• [Prompt] The listing below should be written out exactly; please include all of it.

• [Extracted information]

________

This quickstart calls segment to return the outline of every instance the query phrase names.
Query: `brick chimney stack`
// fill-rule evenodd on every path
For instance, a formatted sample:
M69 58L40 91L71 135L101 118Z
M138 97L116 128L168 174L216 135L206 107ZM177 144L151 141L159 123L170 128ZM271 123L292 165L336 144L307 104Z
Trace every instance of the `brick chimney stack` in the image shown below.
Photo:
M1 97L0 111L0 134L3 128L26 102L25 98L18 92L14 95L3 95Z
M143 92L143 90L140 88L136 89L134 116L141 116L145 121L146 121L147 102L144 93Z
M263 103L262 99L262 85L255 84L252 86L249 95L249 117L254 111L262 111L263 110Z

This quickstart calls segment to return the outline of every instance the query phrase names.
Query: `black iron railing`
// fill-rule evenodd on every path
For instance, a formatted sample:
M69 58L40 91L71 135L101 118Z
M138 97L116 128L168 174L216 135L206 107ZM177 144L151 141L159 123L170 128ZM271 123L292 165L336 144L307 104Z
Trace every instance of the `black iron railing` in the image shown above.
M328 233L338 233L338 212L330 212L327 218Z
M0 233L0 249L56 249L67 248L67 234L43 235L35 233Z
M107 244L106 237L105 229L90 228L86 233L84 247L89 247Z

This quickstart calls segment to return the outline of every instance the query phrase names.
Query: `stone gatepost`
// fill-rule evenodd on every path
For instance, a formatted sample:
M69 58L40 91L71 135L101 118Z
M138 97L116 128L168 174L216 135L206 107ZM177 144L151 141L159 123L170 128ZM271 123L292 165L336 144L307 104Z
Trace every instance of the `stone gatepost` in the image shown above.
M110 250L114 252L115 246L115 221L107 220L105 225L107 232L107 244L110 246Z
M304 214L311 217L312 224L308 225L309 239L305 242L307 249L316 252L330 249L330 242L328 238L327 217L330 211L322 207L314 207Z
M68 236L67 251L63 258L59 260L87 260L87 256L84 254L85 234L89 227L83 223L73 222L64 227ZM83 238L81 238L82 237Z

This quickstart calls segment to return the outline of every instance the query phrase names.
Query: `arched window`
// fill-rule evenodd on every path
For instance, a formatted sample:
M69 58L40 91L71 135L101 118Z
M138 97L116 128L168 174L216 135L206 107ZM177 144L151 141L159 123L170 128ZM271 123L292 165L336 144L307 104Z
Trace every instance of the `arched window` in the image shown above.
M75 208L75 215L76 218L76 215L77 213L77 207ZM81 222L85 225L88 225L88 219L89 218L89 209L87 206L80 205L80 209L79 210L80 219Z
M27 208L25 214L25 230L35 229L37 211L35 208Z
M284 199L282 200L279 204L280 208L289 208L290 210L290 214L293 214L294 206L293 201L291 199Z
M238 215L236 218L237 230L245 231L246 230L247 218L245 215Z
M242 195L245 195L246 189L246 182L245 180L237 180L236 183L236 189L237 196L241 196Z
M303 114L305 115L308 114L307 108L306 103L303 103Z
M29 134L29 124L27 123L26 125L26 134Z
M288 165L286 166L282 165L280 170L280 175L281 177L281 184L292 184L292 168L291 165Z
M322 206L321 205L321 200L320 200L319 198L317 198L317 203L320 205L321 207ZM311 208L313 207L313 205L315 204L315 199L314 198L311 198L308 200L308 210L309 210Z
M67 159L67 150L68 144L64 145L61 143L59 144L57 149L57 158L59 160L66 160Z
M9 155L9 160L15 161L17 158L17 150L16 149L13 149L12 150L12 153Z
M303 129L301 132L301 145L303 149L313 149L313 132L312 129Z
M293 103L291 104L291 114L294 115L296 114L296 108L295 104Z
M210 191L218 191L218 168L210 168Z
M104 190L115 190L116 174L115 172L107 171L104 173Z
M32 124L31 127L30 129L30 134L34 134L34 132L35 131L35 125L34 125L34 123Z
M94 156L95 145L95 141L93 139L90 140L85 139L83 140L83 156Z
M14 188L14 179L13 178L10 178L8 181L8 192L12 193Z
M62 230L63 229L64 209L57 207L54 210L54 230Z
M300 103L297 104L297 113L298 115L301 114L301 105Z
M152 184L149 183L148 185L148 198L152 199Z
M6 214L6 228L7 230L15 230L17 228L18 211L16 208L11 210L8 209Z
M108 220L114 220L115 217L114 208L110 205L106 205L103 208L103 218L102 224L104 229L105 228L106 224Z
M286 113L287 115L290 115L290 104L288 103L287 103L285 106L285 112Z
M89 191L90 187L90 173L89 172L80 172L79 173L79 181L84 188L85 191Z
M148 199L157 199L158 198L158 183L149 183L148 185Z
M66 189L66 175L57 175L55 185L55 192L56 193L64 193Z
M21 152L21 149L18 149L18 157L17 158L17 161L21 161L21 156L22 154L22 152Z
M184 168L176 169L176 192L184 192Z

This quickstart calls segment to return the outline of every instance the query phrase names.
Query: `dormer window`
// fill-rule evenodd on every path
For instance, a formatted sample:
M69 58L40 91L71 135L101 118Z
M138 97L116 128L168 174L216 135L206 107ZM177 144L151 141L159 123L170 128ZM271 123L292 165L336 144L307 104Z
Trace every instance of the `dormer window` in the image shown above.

________

• [Output]
This quickstart calls segment to return the outline of every instance the query phrase names.
Query: `brick chimney stack`
// fill-rule evenodd on every path
For instance, a formatted sample:
M69 58L40 91L71 135L101 118Z
M138 97L116 128L168 174L216 135L206 107ZM177 144L151 141L159 123L170 128ZM271 123L292 165L336 144L307 104Z
Trace every instance of the `brick chimney stack` in the image shown below.
Photo:
M1 97L0 111L0 134L3 128L26 102L25 98L18 92L14 95L3 95Z
M143 92L143 90L140 88L136 89L134 116L141 116L145 121L146 121L147 102L144 93Z
M263 103L262 99L262 85L255 84L252 86L249 95L249 117L254 111L262 111L263 110Z

This quickstart calls segment to return the outline of every instance the query phrase names.
Query: `black iron railing`
// fill-rule evenodd on every path
For instance, a formatted sample:
M69 58L40 91L71 135L101 118Z
M138 97L116 128L168 174L216 135L206 107ZM177 144L151 141L159 123L170 128ZM271 123L292 165L336 144L307 104Z
Trace every instance of the `black iron railing` in the image shown above.
M328 233L338 233L338 212L330 212L327 218Z
M0 233L0 249L56 249L67 248L67 234L43 235L35 233Z
M107 244L106 237L105 229L90 228L86 233L84 247L89 247Z

This quickstart calls segment to return the outline of every instance the query phrase names.
Query: `stone gatepost`
// fill-rule evenodd on every path
For instance, a formatted sample:
M69 58L40 91L71 135L101 118Z
M138 97L116 128L168 174L216 135L206 107ZM177 144L151 141L159 123L170 128ZM271 123L292 165L336 144L307 104Z
Trace every instance of the `stone gatepost` in the image shown above.
M110 250L114 252L115 246L115 221L107 220L105 225L107 232L107 244L110 246Z
M304 214L311 217L312 224L308 225L309 239L305 242L307 249L316 252L330 249L330 242L328 238L327 217L330 211L322 207L314 207Z
M68 236L67 251L63 258L59 260L87 260L87 256L84 254L85 234L89 227L83 223L73 222L64 227ZM83 238L81 238L82 237Z

This quickstart calls segment to return the outline of every instance the query phrase names.
Query: `arched window`
// fill-rule evenodd on every path
For instance, a formatted sample:
M69 58L40 91L71 135L101 118Z
M138 97L116 128L168 174L216 135L206 107ZM177 144L151 141L159 123L170 128ZM271 123L292 165L336 144L307 104Z
Trace every instance of the `arched window` in the image shown above.
M75 208L75 215L76 218L76 215L77 213L77 207ZM81 222L85 225L88 225L88 219L89 218L89 209L87 206L80 205L80 209L79 210L80 219Z
M27 208L25 214L25 230L35 229L37 211L35 208Z
M284 199L282 200L279 204L280 208L289 208L290 210L290 214L293 214L294 206L293 201L291 199Z
M238 215L236 218L237 230L245 231L246 230L247 218L245 215Z
M242 195L245 195L246 189L246 182L245 180L237 180L236 183L236 189L237 196L241 196Z
M303 114L305 115L308 114L307 108L306 103L303 103Z
M29 134L29 124L27 123L26 125L26 134Z
M288 165L286 166L282 165L280 170L280 175L281 177L281 184L292 184L292 168L291 165Z
M322 206L321 205L321 200L320 200L319 198L317 198L317 203L320 205L321 207ZM311 208L313 207L313 205L315 204L315 199L314 198L311 198L308 200L308 210L309 210Z
M67 159L67 150L68 144L64 145L61 143L59 144L57 149L57 158L59 160L66 160Z
M9 155L9 160L15 161L17 158L17 150L16 149L13 149L12 150L12 153Z
M303 129L301 132L301 145L303 149L313 149L313 132L312 129Z
M293 103L291 104L291 114L294 115L296 114L296 108L295 104Z
M210 191L218 191L218 168L210 168Z
M104 190L115 190L116 174L115 172L107 171L104 173Z
M32 124L31 127L30 129L30 134L34 134L34 132L35 131L35 125L34 125L34 123Z
M94 156L95 145L95 141L93 139L90 140L85 139L83 140L83 156Z
M14 188L14 179L13 178L10 178L8 181L8 192L12 193Z
M62 230L63 229L64 209L57 207L54 210L54 230Z
M300 103L297 104L297 113L298 115L301 114L301 105Z
M152 184L149 183L148 185L148 198L152 199Z
M6 214L6 228L7 230L15 230L17 228L18 211L16 208L11 210L8 209Z
M108 220L114 220L115 217L114 208L110 205L106 205L103 208L103 218L102 224L104 229L105 228L106 224Z
M286 113L287 115L290 115L290 104L288 103L287 103L285 106L285 112Z
M89 191L90 187L90 173L89 172L80 172L79 173L79 181L84 188L85 191Z
M148 199L157 199L158 198L158 183L149 183L148 185Z
M66 189L66 175L57 175L55 185L55 192L56 193L64 193Z
M21 152L21 149L18 149L18 157L17 158L17 161L21 161L21 156L22 154L22 152Z
M184 168L176 169L176 192L184 192Z

This quickstart calls segment to return the outline of every instance the query phrase names.
Query: `dormer window`
// fill-rule evenodd on every path
For instance, a formatted sample:
M69 58L40 91L71 135L101 118Z
M138 97L116 128L168 174L216 135L206 107ZM177 144L151 141L159 123L170 128ZM271 123L292 165L336 144L307 104Z
Trace every instance of the `dormer window` in the image shown above.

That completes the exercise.